▶ Teks yang Diberikan:
Ilmuwan yang seharus mencer­daskan dan mencerahkan masyarakat, justru dalam banyak kejadian menja­dikan tokoh yang terlibat dalam kasus-kasus pembodohan dan pengaburan nilai. Betapa bapak para ilmuwan yang menjadi kaki tangan asing menjual ide cerdasnya untuk kepentingan sekian jumlah uang. Kejujuran ilmiah yang menjadi ciri khas dan keunggulan yang dimiliki kaum intelektual tercemar oleh perilaku segelintir ilmuwan yang melakukan tindakan tercela penjip­lakan, plagiat dan segala modus operandi mengambil hak cipta karya ilmiah orang lain secara tidak sah. Tidak kalah tertinggalnya peradaban bangsa ini disebabkan oleh tumpulnya ketaja­man pena dan kepiawaian kaum intelek­tual. Terbatasnya kaum intelektual yang peduli (care) pada masalah sosial dan kemasyarakatan adalah indikator banyak cendikiawan status quo dan menara gading, yang justru menjadi beban sosial.    


Pemimpin formal, informal dan non-formal yang dalam peradaban modern adalah pengerak utama (key point) kemajuan, justru banyak yang tidak melakukan tugas kepemim­pinannya. Pejabat yang mengunakan fasilitas negara dengan seenak hatinya, lalu mengabaikan tugas pokoknya adalah bentuk nyata dari mereka yang memiliki mental tertinggal peradaban. Bersamaan dengan itu, pemilik modal atau orang-orang kaya membohongi diri dengan mendustai pajak, tidak membayar zakat dan acuh pada pen­deritaan kaum papa sekitarnya.

Ketertinggalan peradaban juga dapat diamati dalam relasi sosial antar anggota masyarakat yang dengan mudah melanggar aturan umum. Tingginya angka pelanggaran lalu lintas di jalan raya adalah salah bentuk lemah peradaban bangsa ini. Tempat-tempat umum, seperti terminal, pasar dan jalan-jalan raya yang teratur dan dapat berfungsi sebagaimana mes­tinya, adalah per­tanda tinggi per­adaban bangsa itu.

Mengembalikan Peradaban

Peradaban mulia dan terhormat adalah dambaan hidup sejati. Keter­purukan peradaban yang disebabkan oleh kelalaian menjaga hikmah harus segara dibangkitkan. Hikmah adalah kejernihan, kedalaman dan ketajaman pikiran dalam menilai aturan dan sistem sosial yang ada. Secara prinsip, aturan, undang-undang dan tradisi adalah rambu-rambu kolektif untuk menuju kebaikan hidup. Hikmah tidak akan muncul dari pikiran sempit dan jiwa kasar. Hikmah adalah hiasan diri orang berilmu.

(Cuplikan dataset berlabel kotak)
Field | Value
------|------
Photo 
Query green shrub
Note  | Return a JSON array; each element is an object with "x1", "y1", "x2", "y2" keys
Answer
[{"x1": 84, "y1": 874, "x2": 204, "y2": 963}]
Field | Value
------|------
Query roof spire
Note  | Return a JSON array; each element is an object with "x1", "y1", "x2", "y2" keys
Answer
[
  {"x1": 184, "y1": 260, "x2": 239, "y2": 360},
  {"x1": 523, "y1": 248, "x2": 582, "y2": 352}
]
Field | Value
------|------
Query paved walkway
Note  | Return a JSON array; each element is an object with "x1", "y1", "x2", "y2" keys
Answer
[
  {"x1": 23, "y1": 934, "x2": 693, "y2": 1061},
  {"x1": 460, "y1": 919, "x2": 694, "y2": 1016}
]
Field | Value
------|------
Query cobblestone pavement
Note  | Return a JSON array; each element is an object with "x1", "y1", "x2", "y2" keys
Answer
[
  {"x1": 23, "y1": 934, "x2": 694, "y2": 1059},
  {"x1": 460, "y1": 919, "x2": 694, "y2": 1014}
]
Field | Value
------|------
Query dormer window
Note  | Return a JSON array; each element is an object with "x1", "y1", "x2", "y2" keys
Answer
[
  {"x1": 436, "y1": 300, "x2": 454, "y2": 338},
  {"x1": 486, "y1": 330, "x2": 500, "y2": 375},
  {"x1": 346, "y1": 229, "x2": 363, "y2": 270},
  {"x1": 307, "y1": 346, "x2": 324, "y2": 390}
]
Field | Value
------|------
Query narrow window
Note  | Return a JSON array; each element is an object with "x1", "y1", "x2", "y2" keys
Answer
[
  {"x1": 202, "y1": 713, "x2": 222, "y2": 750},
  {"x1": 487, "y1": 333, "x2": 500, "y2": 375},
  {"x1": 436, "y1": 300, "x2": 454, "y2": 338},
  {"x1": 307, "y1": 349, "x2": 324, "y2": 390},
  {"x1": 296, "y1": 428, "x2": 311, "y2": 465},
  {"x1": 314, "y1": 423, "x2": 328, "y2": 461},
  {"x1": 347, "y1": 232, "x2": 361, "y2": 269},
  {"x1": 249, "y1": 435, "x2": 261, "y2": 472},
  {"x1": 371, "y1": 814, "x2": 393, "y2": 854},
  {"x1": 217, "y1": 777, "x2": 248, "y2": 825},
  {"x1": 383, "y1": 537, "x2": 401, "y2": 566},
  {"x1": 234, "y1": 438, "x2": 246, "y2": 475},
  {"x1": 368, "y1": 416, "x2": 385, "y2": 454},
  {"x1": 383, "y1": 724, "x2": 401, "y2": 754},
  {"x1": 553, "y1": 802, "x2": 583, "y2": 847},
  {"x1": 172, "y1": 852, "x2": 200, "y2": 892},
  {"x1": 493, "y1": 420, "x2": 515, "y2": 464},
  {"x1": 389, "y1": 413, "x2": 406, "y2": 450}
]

▶ Tugas:
Ketik ulang bagian teks tentang peradaban dari "Peradaban mulia dan" sampai dengan "diri orang berilmu.", termasuk kedua bagian itu. Data tersebut tidak diperlukan.

▶ Jawaban Benar:
Peradaban mulia dan terhormat adalah dambaan hidup sejati. Keter­purukan peradaban yang disebabkan oleh kelalaian menjaga hikmah harus segara dibangkitkan. Hikmah adalah kejernihan, kedalaman dan ketajaman pikiran dalam menilai aturan dan sistem sosial yang ada. Secara prinsip, aturan, undang-undang dan tradisi adalah rambu-rambu kolektif untuk menuju kebaikan hidup. Hikmah tidak akan muncul dari pikiran sempit dan jiwa kasar. Hikmah adalah hiasan diri orang berilmu.